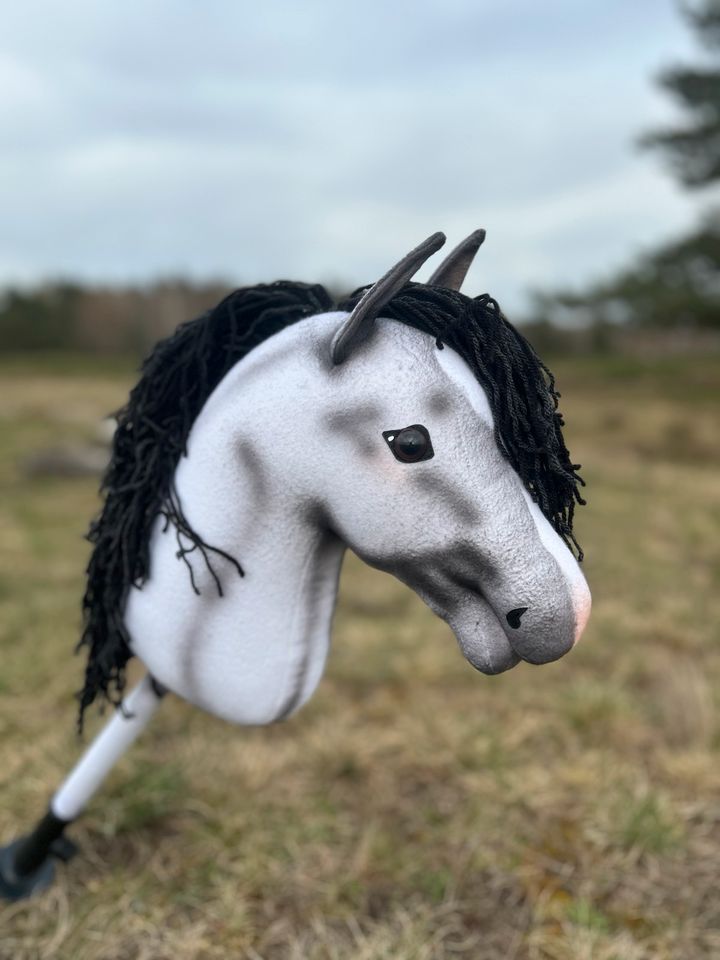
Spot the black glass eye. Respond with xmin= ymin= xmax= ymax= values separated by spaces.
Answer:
xmin=382 ymin=424 xmax=434 ymax=463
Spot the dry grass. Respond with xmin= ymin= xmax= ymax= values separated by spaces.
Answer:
xmin=0 ymin=352 xmax=719 ymax=960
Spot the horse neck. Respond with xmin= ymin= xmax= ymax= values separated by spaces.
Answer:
xmin=177 ymin=311 xmax=348 ymax=613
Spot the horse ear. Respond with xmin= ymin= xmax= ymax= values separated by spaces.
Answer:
xmin=331 ymin=232 xmax=446 ymax=365
xmin=427 ymin=229 xmax=486 ymax=291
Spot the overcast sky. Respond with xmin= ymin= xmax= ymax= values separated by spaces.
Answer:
xmin=1 ymin=0 xmax=714 ymax=314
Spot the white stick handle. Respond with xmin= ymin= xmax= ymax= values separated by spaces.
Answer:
xmin=51 ymin=675 xmax=163 ymax=822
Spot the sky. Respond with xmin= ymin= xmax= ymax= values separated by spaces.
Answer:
xmin=1 ymin=0 xmax=715 ymax=314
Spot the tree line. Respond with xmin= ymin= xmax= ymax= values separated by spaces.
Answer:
xmin=0 ymin=280 xmax=233 ymax=354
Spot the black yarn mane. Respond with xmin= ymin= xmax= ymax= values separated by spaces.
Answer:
xmin=77 ymin=281 xmax=332 ymax=728
xmin=340 ymin=282 xmax=586 ymax=558
xmin=78 ymin=275 xmax=584 ymax=728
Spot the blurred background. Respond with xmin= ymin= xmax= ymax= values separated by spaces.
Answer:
xmin=1 ymin=2 xmax=718 ymax=959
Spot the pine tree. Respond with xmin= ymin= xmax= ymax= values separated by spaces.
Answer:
xmin=643 ymin=1 xmax=720 ymax=186
xmin=528 ymin=3 xmax=720 ymax=333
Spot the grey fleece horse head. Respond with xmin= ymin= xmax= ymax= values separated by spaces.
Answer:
xmin=320 ymin=231 xmax=590 ymax=676
xmin=97 ymin=231 xmax=590 ymax=728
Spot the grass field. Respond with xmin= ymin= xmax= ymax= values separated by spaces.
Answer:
xmin=1 ymin=352 xmax=718 ymax=959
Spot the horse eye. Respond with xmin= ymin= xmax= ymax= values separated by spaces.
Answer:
xmin=382 ymin=424 xmax=434 ymax=463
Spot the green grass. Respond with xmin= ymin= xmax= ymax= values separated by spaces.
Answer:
xmin=0 ymin=353 xmax=719 ymax=959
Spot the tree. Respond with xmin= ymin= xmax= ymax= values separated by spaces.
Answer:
xmin=530 ymin=213 xmax=720 ymax=330
xmin=527 ymin=2 xmax=720 ymax=334
xmin=642 ymin=1 xmax=720 ymax=186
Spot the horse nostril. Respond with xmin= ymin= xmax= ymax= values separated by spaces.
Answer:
xmin=506 ymin=607 xmax=528 ymax=629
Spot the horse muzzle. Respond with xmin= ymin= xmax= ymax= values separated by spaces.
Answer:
xmin=449 ymin=569 xmax=591 ymax=675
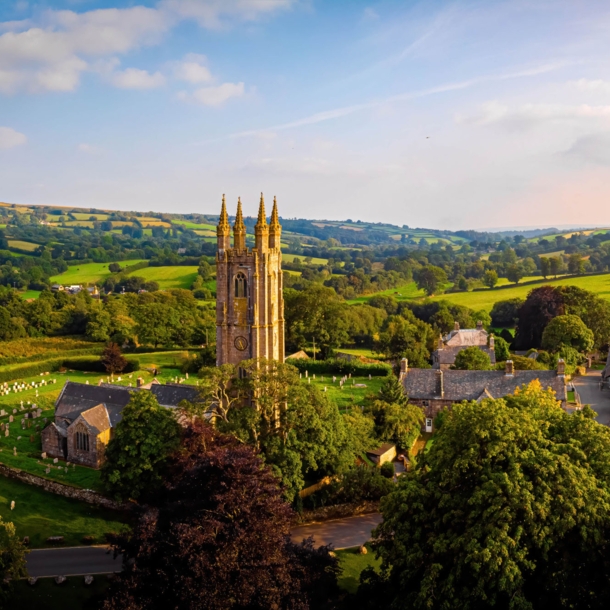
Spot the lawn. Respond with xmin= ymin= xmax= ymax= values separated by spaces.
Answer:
xmin=20 ymin=290 xmax=41 ymax=300
xmin=0 ymin=475 xmax=128 ymax=547
xmin=174 ymin=220 xmax=217 ymax=230
xmin=8 ymin=577 xmax=110 ymax=609
xmin=128 ymin=266 xmax=198 ymax=290
xmin=50 ymin=261 xmax=145 ymax=285
xmin=8 ymin=240 xmax=39 ymax=251
xmin=306 ymin=376 xmax=385 ymax=411
xmin=336 ymin=545 xmax=381 ymax=594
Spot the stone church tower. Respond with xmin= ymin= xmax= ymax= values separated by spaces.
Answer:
xmin=216 ymin=194 xmax=285 ymax=366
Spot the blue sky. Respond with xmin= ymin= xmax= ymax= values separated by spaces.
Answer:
xmin=1 ymin=0 xmax=610 ymax=230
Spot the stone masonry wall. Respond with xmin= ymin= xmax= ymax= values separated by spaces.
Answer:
xmin=0 ymin=463 xmax=129 ymax=511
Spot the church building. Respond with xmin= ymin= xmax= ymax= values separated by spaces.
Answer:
xmin=215 ymin=194 xmax=285 ymax=366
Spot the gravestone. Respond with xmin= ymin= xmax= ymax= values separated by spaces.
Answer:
xmin=12 ymin=409 xmax=16 ymax=414
xmin=53 ymin=458 xmax=58 ymax=464
xmin=4 ymin=429 xmax=8 ymax=437
xmin=8 ymin=415 xmax=13 ymax=423
xmin=29 ymin=435 xmax=34 ymax=443
xmin=45 ymin=467 xmax=50 ymax=474
xmin=41 ymin=452 xmax=47 ymax=459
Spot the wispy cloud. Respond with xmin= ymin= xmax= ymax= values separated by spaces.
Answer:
xmin=569 ymin=78 xmax=610 ymax=93
xmin=212 ymin=62 xmax=567 ymax=141
xmin=177 ymin=82 xmax=245 ymax=106
xmin=109 ymin=68 xmax=166 ymax=90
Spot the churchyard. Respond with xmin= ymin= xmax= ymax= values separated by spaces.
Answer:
xmin=306 ymin=374 xmax=387 ymax=411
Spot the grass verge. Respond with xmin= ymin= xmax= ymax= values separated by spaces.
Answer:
xmin=336 ymin=545 xmax=381 ymax=594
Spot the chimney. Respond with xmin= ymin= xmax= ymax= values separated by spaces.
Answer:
xmin=454 ymin=321 xmax=460 ymax=331
xmin=505 ymin=360 xmax=514 ymax=376
xmin=557 ymin=358 xmax=566 ymax=377
xmin=436 ymin=370 xmax=444 ymax=398
xmin=399 ymin=358 xmax=408 ymax=381
xmin=489 ymin=334 xmax=495 ymax=349
xmin=476 ymin=320 xmax=483 ymax=330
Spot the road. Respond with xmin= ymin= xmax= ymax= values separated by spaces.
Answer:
xmin=573 ymin=370 xmax=610 ymax=425
xmin=26 ymin=513 xmax=382 ymax=577
xmin=26 ymin=546 xmax=122 ymax=578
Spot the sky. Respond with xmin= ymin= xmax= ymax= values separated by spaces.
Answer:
xmin=1 ymin=0 xmax=610 ymax=230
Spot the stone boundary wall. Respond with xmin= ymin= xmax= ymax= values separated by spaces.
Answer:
xmin=0 ymin=463 xmax=129 ymax=511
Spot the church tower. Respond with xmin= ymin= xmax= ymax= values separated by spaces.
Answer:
xmin=216 ymin=194 xmax=285 ymax=366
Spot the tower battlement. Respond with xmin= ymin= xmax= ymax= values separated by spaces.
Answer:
xmin=215 ymin=194 xmax=285 ymax=366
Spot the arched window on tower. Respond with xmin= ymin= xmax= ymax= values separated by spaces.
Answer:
xmin=234 ymin=272 xmax=247 ymax=298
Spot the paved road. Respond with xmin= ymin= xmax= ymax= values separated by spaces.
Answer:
xmin=290 ymin=513 xmax=382 ymax=550
xmin=573 ymin=370 xmax=610 ymax=425
xmin=26 ymin=514 xmax=382 ymax=577
xmin=26 ymin=546 xmax=122 ymax=577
|---|
• [WORK TO COMPLETE]:
Restate the data above word for word, omitting every picture.

• [ANSWER TO THE EXERCISE]:
Spot the black glass eye. Respond with xmin= ymin= xmax= ymax= values separated by spaces.
Answer:
xmin=382 ymin=424 xmax=434 ymax=463
Spot the dry grass. Respond with xmin= ymin= xmax= ymax= values separated by spaces.
Answer:
xmin=0 ymin=352 xmax=719 ymax=960
Spot the horse neck. Respond with xmin= ymin= xmax= ymax= values separated by spaces.
Answer:
xmin=177 ymin=311 xmax=348 ymax=613
Spot the horse ear. Respond with xmin= ymin= xmax= ymax= values separated by spaces.
Answer:
xmin=331 ymin=232 xmax=446 ymax=365
xmin=427 ymin=229 xmax=486 ymax=291
Spot the overcast sky. Respond with xmin= ymin= xmax= ymax= values separated by spaces.
Answer:
xmin=1 ymin=0 xmax=714 ymax=314
Spot the white stick handle. Respond with xmin= ymin= xmax= ymax= values separated by spaces.
Answer:
xmin=51 ymin=675 xmax=163 ymax=822
Spot the sky. Respond with xmin= ymin= xmax= ymax= values separated by spaces.
Answer:
xmin=1 ymin=0 xmax=715 ymax=314
Spot the tree line. Respond with xmin= ymin= xmax= ymax= values separated by spaces.
Answer:
xmin=0 ymin=280 xmax=233 ymax=354
Spot the black yarn mane. Respond with xmin= ymin= xmax= ymax= values separated by spaces.
Answer:
xmin=77 ymin=281 xmax=332 ymax=728
xmin=340 ymin=282 xmax=586 ymax=558
xmin=78 ymin=275 xmax=584 ymax=728
Spot the blurred background. Respond with xmin= ymin= xmax= ymax= values separated by spaces.
Answer:
xmin=1 ymin=2 xmax=718 ymax=959
Spot the pine tree. Respond with xmin= ymin= xmax= ymax= values separated by spaces.
Answer:
xmin=643 ymin=1 xmax=720 ymax=186
xmin=528 ymin=3 xmax=720 ymax=333
Spot the grey fleece horse head. Respond with xmin= ymin= xmax= ymax= values separated by spaces.
Answer:
xmin=320 ymin=231 xmax=590 ymax=676
xmin=97 ymin=231 xmax=590 ymax=728
Spot the grass field. Respond with xmin= ymin= xmax= ymax= values separated by spaces.
Answer:
xmin=1 ymin=352 xmax=718 ymax=959
Spot the horse eye. Respond with xmin= ymin= xmax= ymax= values separated by spaces.
Answer:
xmin=382 ymin=424 xmax=434 ymax=463
Spot the green grass. Respond with xmin= ymin= xmax= ymax= values separated by spaces.
Answer:
xmin=0 ymin=353 xmax=719 ymax=959
Spot the tree. Respond with xmin= ymin= xmax= ymax= values separated by spaces.
Answer:
xmin=530 ymin=213 xmax=720 ymax=330
xmin=527 ymin=2 xmax=720 ymax=334
xmin=642 ymin=1 xmax=720 ymax=186
Spot the horse nostril. Respond with xmin= ymin= xmax= ymax= values separated by spaces.
Answer:
xmin=506 ymin=607 xmax=528 ymax=629
Spot the horse muzzle. Respond with xmin= ymin= xmax= ymax= values separated by spaces.
Answer:
xmin=449 ymin=569 xmax=591 ymax=675
Spot the lawn. Respond with xmin= ymin= xmax= ymax= values separated by spaces.
Answer:
xmin=20 ymin=290 xmax=41 ymax=300
xmin=0 ymin=475 xmax=128 ymax=547
xmin=174 ymin=220 xmax=217 ymax=230
xmin=8 ymin=577 xmax=110 ymax=609
xmin=128 ymin=266 xmax=198 ymax=290
xmin=50 ymin=261 xmax=145 ymax=285
xmin=8 ymin=240 xmax=39 ymax=251
xmin=306 ymin=376 xmax=385 ymax=411
xmin=336 ymin=545 xmax=381 ymax=594
Spot the stone church tower. Respond with xmin= ymin= xmax= ymax= values separated by spaces.
Answer:
xmin=216 ymin=194 xmax=285 ymax=366
Spot the blue sky. Respond with xmin= ymin= xmax= ymax= values separated by spaces.
Answer:
xmin=1 ymin=0 xmax=610 ymax=230
Spot the stone masonry wall. Respond with xmin= ymin= xmax= ymax= values separated by spaces.
Answer:
xmin=0 ymin=463 xmax=129 ymax=511
Spot the church building. Respond with xmin= ymin= xmax= ymax= values separated by spaces.
Answer:
xmin=215 ymin=194 xmax=285 ymax=366
Spot the gravestone. Respond with xmin= ymin= xmax= ymax= values separated by spaces.
Answer:
xmin=12 ymin=409 xmax=16 ymax=414
xmin=53 ymin=458 xmax=58 ymax=464
xmin=4 ymin=429 xmax=8 ymax=437
xmin=8 ymin=415 xmax=13 ymax=423
xmin=29 ymin=435 xmax=34 ymax=443
xmin=45 ymin=467 xmax=50 ymax=474
xmin=41 ymin=452 xmax=47 ymax=459
Spot the wispy cloud. Respond with xmin= ymin= xmax= ymax= values separated by spaces.
Answer:
xmin=569 ymin=78 xmax=610 ymax=93
xmin=212 ymin=62 xmax=567 ymax=141
xmin=177 ymin=82 xmax=245 ymax=106
xmin=109 ymin=68 xmax=166 ymax=90
Spot the churchyard. Respond with xmin= ymin= xmax= ymax= values separated by spaces.
Answer:
xmin=306 ymin=374 xmax=387 ymax=411
Spot the grass verge. Respond with xmin= ymin= xmax= ymax= values separated by spaces.
Answer:
xmin=336 ymin=545 xmax=381 ymax=594
Spot the chimney. Respond with xmin= ymin= xmax= ymax= values separated by spaces.
Answer:
xmin=454 ymin=321 xmax=460 ymax=331
xmin=505 ymin=360 xmax=514 ymax=376
xmin=557 ymin=358 xmax=566 ymax=377
xmin=436 ymin=370 xmax=444 ymax=398
xmin=399 ymin=358 xmax=408 ymax=381
xmin=489 ymin=334 xmax=495 ymax=349
xmin=476 ymin=320 xmax=483 ymax=330
Spot the road. Respond with xmin= ymin= xmax= ymax= values separated by spaces.
Answer:
xmin=573 ymin=370 xmax=610 ymax=425
xmin=26 ymin=513 xmax=382 ymax=577
xmin=26 ymin=546 xmax=122 ymax=578
Spot the sky. Respond with xmin= ymin= xmax= ymax= values separated by spaces.
Answer:
xmin=1 ymin=0 xmax=610 ymax=230
Spot the stone boundary wall. Respond with xmin= ymin= xmax= ymax= values separated by spaces.
Answer:
xmin=0 ymin=463 xmax=129 ymax=511
Spot the church tower. Respond with xmin= ymin= xmax= ymax= values separated by spaces.
Answer:
xmin=216 ymin=194 xmax=285 ymax=366
Spot the tower battlement. Respond with xmin= ymin= xmax= ymax= values separated by spaces.
Answer:
xmin=215 ymin=194 xmax=285 ymax=366
Spot the arched window on tower. Respond with xmin= ymin= xmax= ymax= values separated by spaces.
Answer:
xmin=234 ymin=272 xmax=247 ymax=298
Spot the paved road. Respond with xmin= ymin= xmax= ymax= values separated by spaces.
Answer:
xmin=290 ymin=513 xmax=382 ymax=550
xmin=573 ymin=370 xmax=610 ymax=425
xmin=26 ymin=514 xmax=382 ymax=577
xmin=26 ymin=546 xmax=122 ymax=577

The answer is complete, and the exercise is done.